---------- SELECTION ----------
President Donald Trump’s administration announced in May that help was on the way for some in the form of a $16 billion farm aid package.
Farmers in particular have suffered from retaliatory tariffs amid an ongoing trade war with China. Trump imposed additional import taxes on Chinese goods in 2018, then raised many tariffs again — from 10% to 25% — in May 2019 after trade talks broke down. He unexpectedly announced another round of tariffs Aug. 1, 2019.
Along the way, China has responded by raising tariffs as well.
But it was the President’s repeated description of funding for that bailout that caught our eye.
"We are doing great with farmers now in a lot of ways. One way is we’re giving $16 billion out of all the tariffs we’re collecting," Trump told WTMJ-TV’s Charles Benson in a July 12, 2019, interview in Wisconsin. "Sixteen billion dollars all comes out of the tariffs that we’ve gotten from China."
Trump also referenced tariff payments "from China" when he announced the farm aid plan in May and many times since, including a July 30, 2019, news conference where he referred to "taking in billions and billions of dollars from China in the form of tariffs."
Is that really how tariffs work?
The short answer is no.
Here’s a description from the Urban Institute-Brookings Institution Tax Policy Center, an independent group that models the effects of tax legislation.
A tariff is a tax on imported goods. Despite what the President says, it is almost always paid directly by the importer (usually a domestic firm), and never by the exporting country. Thus, if the US imposes a tariff on Chinese televisions, the duty is paid to the US Customs and Border Protection Service at the border by a US broker representing a US importer, say, Costco. The Chinese government pays nothing, just as the US government pays no tax to Canada for that nation’s tariffs on imported dairy products. Rather, an importer or supplier for a Canadian supermarket pays the duty on Wisconsin cheese that lands in the grocer’s dairy counter.
That explanation, written in September 2018, noted that Trump has a "troubling lack of understanding about how the levies work."
The International Monetary Fund reported in May that this is indeed what happened, saying tariffs imposed on China have "been borne almost entirely by U.S. importers."
Those businesses, of course, often pass costs on to consumers. The Federal Reserve Bank of New York estimated in May that the round of tariffs imposed then on U.S. imports from China would cost the typical household $831 per year.
----------
- DIRECTION -
Reproduce the passage on tariffs word for word, starting at "That explanation, written" and ending at "household $831 per year.".
---------- AVAILABLE DATA ----------
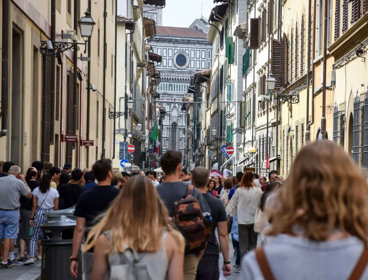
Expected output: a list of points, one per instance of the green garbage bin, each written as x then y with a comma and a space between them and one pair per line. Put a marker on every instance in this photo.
57, 246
----------
- THE RESPONSE -
That explanation, written in September 2018, noted that Trump has a "troubling lack of understanding about how the levies work."
The International Monetary Fund reported in May that this is indeed what happened, saying tariffs imposed on China have "been borne almost entirely by U.S. importers."
Those businesses, of course, often pass costs on to consumers. The Federal Reserve Bank of New York estimated in May that the round of tariffs imposed then on U.S. imports from China would cost the typical household $831 per year.